- _Source extract_
A Marker to Measure Drift by Alexander Maksik
New York. Knopf. 2013. ISBN 9780307962577
Set against Charles Taylor’s rule of Liberia, Alexander Maksik’s novel transmutes the bloody madness of civil war into the advancing disorientation of Jacqueline, a refugee attempting to find direction in the seaside resort on a Greek isle. Memories arrive unbidden, filling in her sad history and a family she will not recover. Her mother speaks from within her, always in imperatives.
On one level, the novel is simply about how a homeless young woman might go about surviving. Simple declarative sentences, sometimes single words, set the rhythm of her moment-by-moment existence. To eat, to sleep, to void oneself, to walk, and to earn so as to eat again—a necessary routine that leaves little mental space to plan beyond the immediate. The very physical pain of some moments and the reader’s anticipation of worse make for a spaced reading; one repeatedly turns from the novel to breathe.

- _Job A_
From the rows below, keep only those lines that contain the word "shear", matching its case exactly.

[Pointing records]
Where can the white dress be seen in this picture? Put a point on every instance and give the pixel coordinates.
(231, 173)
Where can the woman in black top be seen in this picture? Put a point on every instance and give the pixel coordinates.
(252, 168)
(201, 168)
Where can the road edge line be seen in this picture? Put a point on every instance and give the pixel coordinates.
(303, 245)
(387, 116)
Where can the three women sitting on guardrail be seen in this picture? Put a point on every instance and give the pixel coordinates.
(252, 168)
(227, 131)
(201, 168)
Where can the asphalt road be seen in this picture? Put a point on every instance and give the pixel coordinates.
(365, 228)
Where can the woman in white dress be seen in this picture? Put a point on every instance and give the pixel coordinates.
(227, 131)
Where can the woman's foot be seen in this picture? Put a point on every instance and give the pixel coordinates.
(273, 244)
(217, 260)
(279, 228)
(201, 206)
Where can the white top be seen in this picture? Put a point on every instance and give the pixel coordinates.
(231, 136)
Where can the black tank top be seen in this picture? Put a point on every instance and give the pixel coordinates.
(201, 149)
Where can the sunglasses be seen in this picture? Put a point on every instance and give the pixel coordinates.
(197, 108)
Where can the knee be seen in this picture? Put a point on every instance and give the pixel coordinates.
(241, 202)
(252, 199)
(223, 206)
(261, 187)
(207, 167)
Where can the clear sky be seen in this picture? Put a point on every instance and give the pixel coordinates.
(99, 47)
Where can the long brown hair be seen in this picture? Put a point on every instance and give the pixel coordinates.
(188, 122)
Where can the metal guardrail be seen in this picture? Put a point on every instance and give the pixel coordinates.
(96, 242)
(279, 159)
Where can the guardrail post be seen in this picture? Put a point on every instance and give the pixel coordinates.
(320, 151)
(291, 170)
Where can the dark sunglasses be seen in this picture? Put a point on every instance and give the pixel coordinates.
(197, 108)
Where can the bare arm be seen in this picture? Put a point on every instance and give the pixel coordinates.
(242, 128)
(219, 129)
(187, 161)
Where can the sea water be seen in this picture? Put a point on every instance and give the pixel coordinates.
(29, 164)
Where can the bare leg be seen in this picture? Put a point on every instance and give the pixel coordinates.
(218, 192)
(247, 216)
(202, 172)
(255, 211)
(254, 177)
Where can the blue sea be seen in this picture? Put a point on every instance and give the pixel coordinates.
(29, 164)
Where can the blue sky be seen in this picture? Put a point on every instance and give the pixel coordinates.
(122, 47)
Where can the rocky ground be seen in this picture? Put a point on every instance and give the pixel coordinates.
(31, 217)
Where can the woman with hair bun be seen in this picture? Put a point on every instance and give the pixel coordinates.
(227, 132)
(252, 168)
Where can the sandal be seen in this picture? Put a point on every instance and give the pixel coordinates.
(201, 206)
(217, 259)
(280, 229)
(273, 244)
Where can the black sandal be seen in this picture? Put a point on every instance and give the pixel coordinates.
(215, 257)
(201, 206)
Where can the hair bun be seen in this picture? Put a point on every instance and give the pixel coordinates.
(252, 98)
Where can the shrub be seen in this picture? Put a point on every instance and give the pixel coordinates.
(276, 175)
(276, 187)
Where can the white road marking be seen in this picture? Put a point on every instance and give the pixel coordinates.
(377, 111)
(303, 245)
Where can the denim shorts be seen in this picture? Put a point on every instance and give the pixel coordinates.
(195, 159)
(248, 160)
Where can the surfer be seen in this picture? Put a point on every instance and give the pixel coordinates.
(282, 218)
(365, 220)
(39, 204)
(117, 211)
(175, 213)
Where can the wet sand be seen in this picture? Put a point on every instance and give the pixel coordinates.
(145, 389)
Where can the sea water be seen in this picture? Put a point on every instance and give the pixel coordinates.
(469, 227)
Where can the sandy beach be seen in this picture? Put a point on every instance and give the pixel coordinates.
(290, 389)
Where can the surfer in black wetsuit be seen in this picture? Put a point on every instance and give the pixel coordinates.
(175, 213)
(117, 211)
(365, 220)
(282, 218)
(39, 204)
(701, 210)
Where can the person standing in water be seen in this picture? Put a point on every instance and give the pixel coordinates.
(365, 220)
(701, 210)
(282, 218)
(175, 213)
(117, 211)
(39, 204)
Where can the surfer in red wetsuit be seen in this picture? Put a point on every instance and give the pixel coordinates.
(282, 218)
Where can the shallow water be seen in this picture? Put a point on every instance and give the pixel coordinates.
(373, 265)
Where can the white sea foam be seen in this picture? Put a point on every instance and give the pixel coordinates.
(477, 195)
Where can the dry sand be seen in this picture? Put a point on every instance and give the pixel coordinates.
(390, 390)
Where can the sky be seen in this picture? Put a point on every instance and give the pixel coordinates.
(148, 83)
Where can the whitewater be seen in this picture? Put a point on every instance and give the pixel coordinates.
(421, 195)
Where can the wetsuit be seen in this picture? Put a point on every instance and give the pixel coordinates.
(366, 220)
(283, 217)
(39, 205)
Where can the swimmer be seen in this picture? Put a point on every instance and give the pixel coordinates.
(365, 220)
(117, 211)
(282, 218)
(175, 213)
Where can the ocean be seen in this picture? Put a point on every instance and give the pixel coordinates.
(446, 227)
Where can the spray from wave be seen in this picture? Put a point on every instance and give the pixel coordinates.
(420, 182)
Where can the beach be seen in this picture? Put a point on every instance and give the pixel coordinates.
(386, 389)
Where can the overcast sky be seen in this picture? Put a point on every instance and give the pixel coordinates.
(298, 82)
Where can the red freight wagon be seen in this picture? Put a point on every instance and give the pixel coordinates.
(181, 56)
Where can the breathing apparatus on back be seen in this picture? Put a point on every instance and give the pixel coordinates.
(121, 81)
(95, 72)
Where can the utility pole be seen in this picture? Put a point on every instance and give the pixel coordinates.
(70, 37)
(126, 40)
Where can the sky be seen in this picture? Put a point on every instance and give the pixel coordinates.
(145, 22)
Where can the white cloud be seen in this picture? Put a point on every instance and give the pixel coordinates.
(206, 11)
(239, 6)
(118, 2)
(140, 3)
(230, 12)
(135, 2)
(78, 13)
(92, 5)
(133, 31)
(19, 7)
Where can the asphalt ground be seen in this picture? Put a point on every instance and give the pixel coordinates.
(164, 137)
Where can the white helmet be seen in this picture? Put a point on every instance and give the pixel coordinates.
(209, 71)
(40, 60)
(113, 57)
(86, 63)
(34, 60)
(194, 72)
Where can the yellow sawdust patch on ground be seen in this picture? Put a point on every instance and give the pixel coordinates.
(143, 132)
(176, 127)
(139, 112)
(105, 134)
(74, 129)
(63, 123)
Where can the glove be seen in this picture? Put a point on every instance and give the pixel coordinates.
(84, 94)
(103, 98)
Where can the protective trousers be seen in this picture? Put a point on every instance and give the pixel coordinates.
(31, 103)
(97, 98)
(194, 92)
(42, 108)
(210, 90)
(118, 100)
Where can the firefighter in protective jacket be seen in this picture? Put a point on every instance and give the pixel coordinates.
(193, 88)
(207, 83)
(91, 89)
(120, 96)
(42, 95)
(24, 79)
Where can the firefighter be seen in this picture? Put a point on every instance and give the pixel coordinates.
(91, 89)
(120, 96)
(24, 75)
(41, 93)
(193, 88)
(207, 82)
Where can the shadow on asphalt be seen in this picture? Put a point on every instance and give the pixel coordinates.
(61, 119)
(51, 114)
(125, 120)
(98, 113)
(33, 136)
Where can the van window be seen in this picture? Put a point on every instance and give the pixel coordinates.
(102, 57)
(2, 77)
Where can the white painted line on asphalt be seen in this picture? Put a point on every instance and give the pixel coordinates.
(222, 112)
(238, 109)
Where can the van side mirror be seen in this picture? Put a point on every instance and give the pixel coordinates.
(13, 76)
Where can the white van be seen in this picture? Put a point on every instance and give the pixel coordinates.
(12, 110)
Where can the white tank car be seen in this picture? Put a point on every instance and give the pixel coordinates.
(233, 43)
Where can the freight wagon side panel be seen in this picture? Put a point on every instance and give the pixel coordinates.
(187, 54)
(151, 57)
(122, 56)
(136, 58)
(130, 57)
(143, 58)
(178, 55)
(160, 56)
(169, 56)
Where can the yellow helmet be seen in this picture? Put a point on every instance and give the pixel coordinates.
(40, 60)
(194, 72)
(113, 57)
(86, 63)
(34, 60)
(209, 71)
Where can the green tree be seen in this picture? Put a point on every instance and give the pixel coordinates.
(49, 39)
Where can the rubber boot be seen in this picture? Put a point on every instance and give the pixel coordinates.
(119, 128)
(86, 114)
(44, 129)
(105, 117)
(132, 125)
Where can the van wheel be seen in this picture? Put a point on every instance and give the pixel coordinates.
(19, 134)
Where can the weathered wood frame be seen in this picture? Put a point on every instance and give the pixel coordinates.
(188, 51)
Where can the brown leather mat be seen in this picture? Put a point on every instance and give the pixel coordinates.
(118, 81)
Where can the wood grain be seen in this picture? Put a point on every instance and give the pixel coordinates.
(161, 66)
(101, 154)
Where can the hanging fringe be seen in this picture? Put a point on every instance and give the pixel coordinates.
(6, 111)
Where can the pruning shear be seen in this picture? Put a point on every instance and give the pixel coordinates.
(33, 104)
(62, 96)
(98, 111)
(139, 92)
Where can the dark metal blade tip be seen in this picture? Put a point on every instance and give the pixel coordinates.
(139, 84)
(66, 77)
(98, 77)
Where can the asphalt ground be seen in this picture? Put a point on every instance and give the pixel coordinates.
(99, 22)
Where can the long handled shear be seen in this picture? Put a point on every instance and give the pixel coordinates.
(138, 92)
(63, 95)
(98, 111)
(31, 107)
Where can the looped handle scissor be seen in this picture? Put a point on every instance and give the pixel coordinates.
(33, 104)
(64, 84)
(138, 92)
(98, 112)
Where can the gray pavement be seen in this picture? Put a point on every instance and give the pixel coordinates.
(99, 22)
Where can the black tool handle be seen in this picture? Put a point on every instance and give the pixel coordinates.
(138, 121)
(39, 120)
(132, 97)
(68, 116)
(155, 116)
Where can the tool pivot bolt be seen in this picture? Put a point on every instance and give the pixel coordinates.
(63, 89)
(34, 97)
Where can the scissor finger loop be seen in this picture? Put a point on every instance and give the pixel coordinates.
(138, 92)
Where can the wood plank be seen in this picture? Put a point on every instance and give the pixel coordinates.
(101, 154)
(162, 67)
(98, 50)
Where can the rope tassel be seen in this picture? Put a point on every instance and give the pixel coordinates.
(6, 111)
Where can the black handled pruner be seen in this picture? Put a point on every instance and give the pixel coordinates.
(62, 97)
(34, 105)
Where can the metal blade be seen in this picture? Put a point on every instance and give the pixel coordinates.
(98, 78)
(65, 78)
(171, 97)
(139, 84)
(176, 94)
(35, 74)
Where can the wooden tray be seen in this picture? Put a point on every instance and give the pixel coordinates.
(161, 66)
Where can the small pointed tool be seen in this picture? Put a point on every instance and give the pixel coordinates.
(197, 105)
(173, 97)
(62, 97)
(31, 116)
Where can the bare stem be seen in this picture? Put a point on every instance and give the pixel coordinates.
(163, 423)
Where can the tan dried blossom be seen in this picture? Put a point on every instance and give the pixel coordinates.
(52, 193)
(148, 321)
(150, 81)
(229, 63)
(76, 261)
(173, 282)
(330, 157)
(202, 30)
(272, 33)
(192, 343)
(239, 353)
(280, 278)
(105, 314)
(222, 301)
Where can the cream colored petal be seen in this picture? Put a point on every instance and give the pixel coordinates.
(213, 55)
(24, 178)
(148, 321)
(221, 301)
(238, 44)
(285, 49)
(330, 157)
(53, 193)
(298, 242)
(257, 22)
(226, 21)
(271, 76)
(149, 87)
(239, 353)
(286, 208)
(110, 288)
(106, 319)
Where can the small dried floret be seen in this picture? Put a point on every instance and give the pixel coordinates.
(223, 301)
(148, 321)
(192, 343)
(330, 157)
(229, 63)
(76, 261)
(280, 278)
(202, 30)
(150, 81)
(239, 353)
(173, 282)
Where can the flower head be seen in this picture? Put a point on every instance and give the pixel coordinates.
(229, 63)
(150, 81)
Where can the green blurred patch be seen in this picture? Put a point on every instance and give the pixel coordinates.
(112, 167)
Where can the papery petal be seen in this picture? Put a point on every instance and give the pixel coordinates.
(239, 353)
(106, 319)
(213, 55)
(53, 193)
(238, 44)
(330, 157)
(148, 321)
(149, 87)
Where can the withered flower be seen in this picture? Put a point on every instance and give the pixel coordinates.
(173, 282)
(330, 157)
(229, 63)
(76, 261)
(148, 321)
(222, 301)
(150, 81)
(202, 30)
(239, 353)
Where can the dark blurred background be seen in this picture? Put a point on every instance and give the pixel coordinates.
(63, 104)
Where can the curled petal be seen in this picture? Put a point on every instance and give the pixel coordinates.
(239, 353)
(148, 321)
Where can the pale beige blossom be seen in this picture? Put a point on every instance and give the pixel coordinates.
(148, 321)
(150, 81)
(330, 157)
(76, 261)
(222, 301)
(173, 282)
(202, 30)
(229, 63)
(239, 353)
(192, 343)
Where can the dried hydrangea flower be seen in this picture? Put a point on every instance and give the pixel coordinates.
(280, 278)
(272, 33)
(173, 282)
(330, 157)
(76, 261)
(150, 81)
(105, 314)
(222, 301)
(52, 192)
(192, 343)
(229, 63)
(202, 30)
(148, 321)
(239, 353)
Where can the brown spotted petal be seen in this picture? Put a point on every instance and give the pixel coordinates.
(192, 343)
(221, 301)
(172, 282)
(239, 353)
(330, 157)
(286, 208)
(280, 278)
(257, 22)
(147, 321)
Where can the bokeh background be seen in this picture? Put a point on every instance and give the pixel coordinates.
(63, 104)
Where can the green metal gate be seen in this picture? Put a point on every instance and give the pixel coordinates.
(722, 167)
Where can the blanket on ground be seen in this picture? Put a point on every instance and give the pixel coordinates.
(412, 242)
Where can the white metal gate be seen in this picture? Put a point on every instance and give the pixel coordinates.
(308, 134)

- _Job B_
Reproduce the passage of the novel review from "A Marker to" to "always in imperatives.", substituting "Greek island" for "Greek isle" wherever it occurs.

- _Complete output A_
Where can the pruning shear be seen in this picture? Put a point on every instance and give the pixel coordinates.
Where can the long handled shear be seen in this picture? Put a point on every instance and give the pixel coordinates.

- _Complete output B_
A Marker to Measure Drift by Alexander Maksik
New York. Knopf. 2013. ISBN 9780307962577
Set against Charles Taylor’s rule of Liberia, Alexander Maksik’s novel transmutes the bloody madness of civil war into the advancing disorientation of Jacqueline, a refugee attempting to find direction in the seaside resort on a Greek island. Memories arrive unbidden, filling in her sad history and a family she will not recover. Her mother speaks from within her, always in imperatives.